Provided text:

* START *

Help: String search in Windows 2000 doesn't find text in Windows

B

Barry Millman

Hi:

I am using Perl 5 (I believe both machines are using ActivePERL 5) on
two machines with the same data files. One machine is Win 2000 the
other is Win XP. The files are MS Word 2000 documents e-mailed
(manually) from the Win 2000 machine to the XP machine.

The program searches the MS Word Files (both created with MS Word 2000)
for the word HYPERLINK. The format for the HYPERLINK that I am
searching for in the document is:

HYPERLINK "mydoc.doc"

(I checked this on the XP machine in Notepad and it is OK.)

PROBLEM: The program works on the Windows 2000 machine, but does not
find the files on the Win Xp machine.

The code that is not finding the text on the Win XP machine (same as
the Win 2000 machine which does find the test)is:

----------- start actual code segment --------------------
while (/HYPERLINK(\s+.{1,80}?\.doc)/gim) # the "g" causes multiple
matches

{
$fndxx = $1;

$fndxx =~ s/\"//; # remove leading quote
$fndxx =~ s/\s+//; # remove leading spaces
$dir="C:\\IGINproducts\\UserDocuments\\";

$fullname = ($dir . $fndxx);
$date_string = "Cannot Find";
if (-e $fullname) { $date_string = ctime(stat($dir .

* END *

Provided material:
* START *

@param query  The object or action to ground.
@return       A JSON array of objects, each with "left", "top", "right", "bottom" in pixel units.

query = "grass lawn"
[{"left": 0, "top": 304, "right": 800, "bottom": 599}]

* END *

Prompt:
Reproduce the Perl search post starting at "I am using Perl" and ending after "MS Word 2000)", swapping "data files" for "input files". Rely only on the forum post here for what follows.

Exercise output:
I am using Perl 5 (I believe both machines are using ActivePERL 5) on
two machines with the same input files. One machine is Win 2000 the
other is Win XP. The files are MS Word 2000 documents e-mailed
(manually) from the Win 2000 machine to the XP machine.

The program searches the MS Word Files (both created with MS Word 2000)